■ Exercise
The whole listing is to be returned exactly.

■ Supplied information

*****

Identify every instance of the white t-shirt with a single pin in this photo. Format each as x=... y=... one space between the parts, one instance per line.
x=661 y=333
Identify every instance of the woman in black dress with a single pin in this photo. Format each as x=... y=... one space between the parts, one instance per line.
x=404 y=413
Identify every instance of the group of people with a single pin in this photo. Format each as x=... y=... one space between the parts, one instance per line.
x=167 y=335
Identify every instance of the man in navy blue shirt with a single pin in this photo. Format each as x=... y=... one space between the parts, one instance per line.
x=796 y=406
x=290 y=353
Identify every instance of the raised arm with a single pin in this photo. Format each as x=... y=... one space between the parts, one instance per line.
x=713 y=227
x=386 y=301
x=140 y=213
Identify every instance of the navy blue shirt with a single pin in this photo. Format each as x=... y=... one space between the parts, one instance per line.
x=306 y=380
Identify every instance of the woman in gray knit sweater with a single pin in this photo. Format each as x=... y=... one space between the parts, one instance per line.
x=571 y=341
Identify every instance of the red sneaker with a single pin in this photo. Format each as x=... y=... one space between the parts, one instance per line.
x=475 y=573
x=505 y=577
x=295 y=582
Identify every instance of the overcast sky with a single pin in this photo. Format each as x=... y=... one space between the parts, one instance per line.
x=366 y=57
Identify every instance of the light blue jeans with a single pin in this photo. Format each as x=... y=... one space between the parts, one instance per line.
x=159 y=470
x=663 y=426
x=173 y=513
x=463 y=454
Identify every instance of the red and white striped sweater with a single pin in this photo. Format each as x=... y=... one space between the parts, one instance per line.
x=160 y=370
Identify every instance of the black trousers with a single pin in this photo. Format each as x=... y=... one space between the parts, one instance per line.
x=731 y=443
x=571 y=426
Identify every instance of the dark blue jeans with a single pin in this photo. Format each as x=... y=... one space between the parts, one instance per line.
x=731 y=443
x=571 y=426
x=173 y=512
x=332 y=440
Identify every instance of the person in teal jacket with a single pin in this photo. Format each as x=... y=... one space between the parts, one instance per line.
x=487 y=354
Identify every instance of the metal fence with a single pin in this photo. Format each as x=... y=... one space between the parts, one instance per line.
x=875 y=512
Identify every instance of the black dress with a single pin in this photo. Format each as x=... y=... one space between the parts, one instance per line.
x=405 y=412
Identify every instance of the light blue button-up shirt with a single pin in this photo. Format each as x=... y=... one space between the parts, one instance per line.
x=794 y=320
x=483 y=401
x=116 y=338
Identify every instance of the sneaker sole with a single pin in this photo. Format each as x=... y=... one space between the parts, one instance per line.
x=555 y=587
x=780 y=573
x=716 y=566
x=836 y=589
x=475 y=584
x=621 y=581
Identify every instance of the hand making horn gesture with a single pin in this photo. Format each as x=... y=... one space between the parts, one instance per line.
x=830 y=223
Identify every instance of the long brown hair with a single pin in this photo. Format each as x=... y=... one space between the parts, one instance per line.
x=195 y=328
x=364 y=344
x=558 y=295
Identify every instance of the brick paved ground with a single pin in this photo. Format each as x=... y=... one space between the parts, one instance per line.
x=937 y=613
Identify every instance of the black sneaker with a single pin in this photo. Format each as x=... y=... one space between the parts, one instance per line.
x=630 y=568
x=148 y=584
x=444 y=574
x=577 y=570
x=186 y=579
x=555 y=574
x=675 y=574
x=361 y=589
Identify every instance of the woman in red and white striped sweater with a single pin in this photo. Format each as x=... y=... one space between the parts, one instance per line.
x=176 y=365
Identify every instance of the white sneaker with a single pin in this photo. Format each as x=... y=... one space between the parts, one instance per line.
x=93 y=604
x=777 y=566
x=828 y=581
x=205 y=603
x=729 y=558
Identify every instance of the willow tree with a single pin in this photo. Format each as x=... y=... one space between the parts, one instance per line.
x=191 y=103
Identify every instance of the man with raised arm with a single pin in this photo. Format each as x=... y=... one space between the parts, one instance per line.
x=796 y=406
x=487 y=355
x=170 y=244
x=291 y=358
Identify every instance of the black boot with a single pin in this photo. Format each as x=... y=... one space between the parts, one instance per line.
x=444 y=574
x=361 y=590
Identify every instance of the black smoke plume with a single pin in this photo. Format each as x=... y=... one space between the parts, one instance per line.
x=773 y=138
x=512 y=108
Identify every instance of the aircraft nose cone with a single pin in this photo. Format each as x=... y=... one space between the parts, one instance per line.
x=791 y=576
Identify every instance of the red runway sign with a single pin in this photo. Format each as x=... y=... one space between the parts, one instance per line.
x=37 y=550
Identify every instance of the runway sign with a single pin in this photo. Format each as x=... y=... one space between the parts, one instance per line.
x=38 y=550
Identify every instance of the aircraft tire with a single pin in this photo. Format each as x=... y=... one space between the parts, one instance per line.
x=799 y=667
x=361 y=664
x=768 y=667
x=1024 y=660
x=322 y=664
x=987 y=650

*****

■ Task result
Identify every instance of the white t-shirt with a single pin in this photo. Format each as x=... y=... one space between the parts, one instance per line.
x=661 y=333
Identify every instance of the woman in black dress with a single pin in this photo. Format each as x=... y=... one space between the parts, one instance per line.
x=404 y=413
Identify every instance of the group of people with a single pin in this photo. Format each as x=... y=... one space between the parts, one instance per line.
x=167 y=335
Identify every instance of the man in navy blue shirt with a single pin in this photo. Format each as x=... y=... one space between the parts, one instance per line.
x=796 y=406
x=290 y=353
Identify every instance of the raised arm with a single pin in this photo. Format each as x=... y=... one space between the parts, one instance per line.
x=713 y=227
x=386 y=301
x=140 y=213
Identify every instance of the navy blue shirt with a single pin in this photo. Format each as x=... y=... one space between the parts, one instance per line.
x=306 y=380
Identify every instance of the woman in gray knit sweater with a single pin in this photo. Format each as x=... y=... one space between the parts, one instance per line.
x=571 y=341
Identify every instance of the red sneaker with a single pin in this photo. Format each as x=... y=... one space between the parts, one instance per line.
x=475 y=573
x=505 y=577
x=295 y=582
Identify every instance of the overcast sky with a single pin in this photo. Format each as x=... y=... one space between the parts, one instance per line.
x=366 y=57
Identify every instance of the light blue jeans with a single pin in this photo. Format each as x=... y=... one space between the parts, one instance per line.
x=159 y=470
x=663 y=426
x=173 y=513
x=463 y=454
Identify every instance of the red and white striped sweater with a single pin in this photo. Format each as x=... y=... one space between the parts, one instance per line.
x=160 y=370
Identify every instance of the black trousers with a single pin in this photo. Format each as x=... y=... one space between the parts, one instance per line.
x=731 y=443
x=571 y=426
Identify every instance of the dark blue jeans with a single pin in this photo. Format each as x=... y=... one space between the parts, one instance per line.
x=731 y=443
x=571 y=426
x=173 y=512
x=332 y=440
Identify every instance of the person in teal jacket with a single pin in this photo. Format each as x=... y=... one space between the parts, one instance per line.
x=487 y=354
Identify every instance of the metal fence with a single pin in this photo. Format each as x=... y=... one space between the parts, one instance per line.
x=875 y=512
Identify every instance of the black dress with a single pin in this photo. Format each as x=... y=... one space between the parts, one instance per line.
x=405 y=412
Identify every instance of the light blue button-up shirt with a single pin in this photo. Format each as x=... y=... one space between the parts, one instance per line.
x=794 y=320
x=483 y=401
x=116 y=338
Identify every instance of the sneaker sole with a single pin in this photo. Format each as x=... y=... one space between the parts, one instance per line.
x=555 y=587
x=780 y=573
x=716 y=566
x=836 y=589
x=475 y=584
x=621 y=581
Identify every instance of the hand making horn gesture with a single pin in this photo. Format each as x=... y=... one space between the parts, one instance per line.
x=830 y=223
Identify every instance of the long brown hair with a single pin in this photo. Format each as x=... y=... one space between the parts, one instance per line.
x=195 y=328
x=364 y=344
x=558 y=295
Identify every instance of the brick paved ground with a single pin in this photo. Format each as x=... y=... one space between the parts, one instance per line.
x=937 y=613
Identify every instance of the black sneaker with a single pin in this photo. Format each as x=... y=... one space between the parts, one instance per line.
x=630 y=568
x=148 y=584
x=444 y=574
x=577 y=570
x=186 y=579
x=555 y=574
x=675 y=574
x=361 y=589
Identify every instance of the woman in red and white striped sweater with a single pin in this photo. Format each as x=... y=... one space between the parts, one instance per line.
x=176 y=365
Identify every instance of the white sneaker with a single pin in this photo. Format each as x=... y=... one space between the parts, one instance per line.
x=93 y=604
x=777 y=566
x=828 y=581
x=205 y=603
x=729 y=558
Identify every instance of the willow tree with a single pin in this photo. Format each as x=... y=... one space between the parts, one instance per line.
x=191 y=103
Identify every instance of the man with raised arm with a single pin in this photo. Format each as x=... y=... one space between the parts, one instance per line.
x=796 y=406
x=487 y=355
x=170 y=244
x=291 y=358
Identify every instance of the black boot with a single pin in this photo. Format each as x=... y=... one space between the parts, one instance per line.
x=444 y=574
x=361 y=590
Identify every instance of the black smoke plume with a single pin in this photo. Format each as x=... y=... one space between the parts, one instance per line.
x=773 y=138
x=512 y=108
Identify every instance of the aircraft nose cone with a single pin in this photo. Format each as x=... y=... one space between the parts, one instance per line.
x=791 y=576
Identify every instance of the red runway sign with a single pin in this photo. Format each as x=... y=... one space between the parts, one instance per line.
x=37 y=550
Identify every instance of the runway sign with a single pin in this photo. Format each as x=... y=... one space between the parts, one instance per line.
x=38 y=550
Identify every instance of the aircraft tire with a single pin in this photo. Format each as x=... y=... one space between the parts, one instance per line.
x=799 y=667
x=361 y=664
x=768 y=667
x=1024 y=660
x=322 y=664
x=987 y=650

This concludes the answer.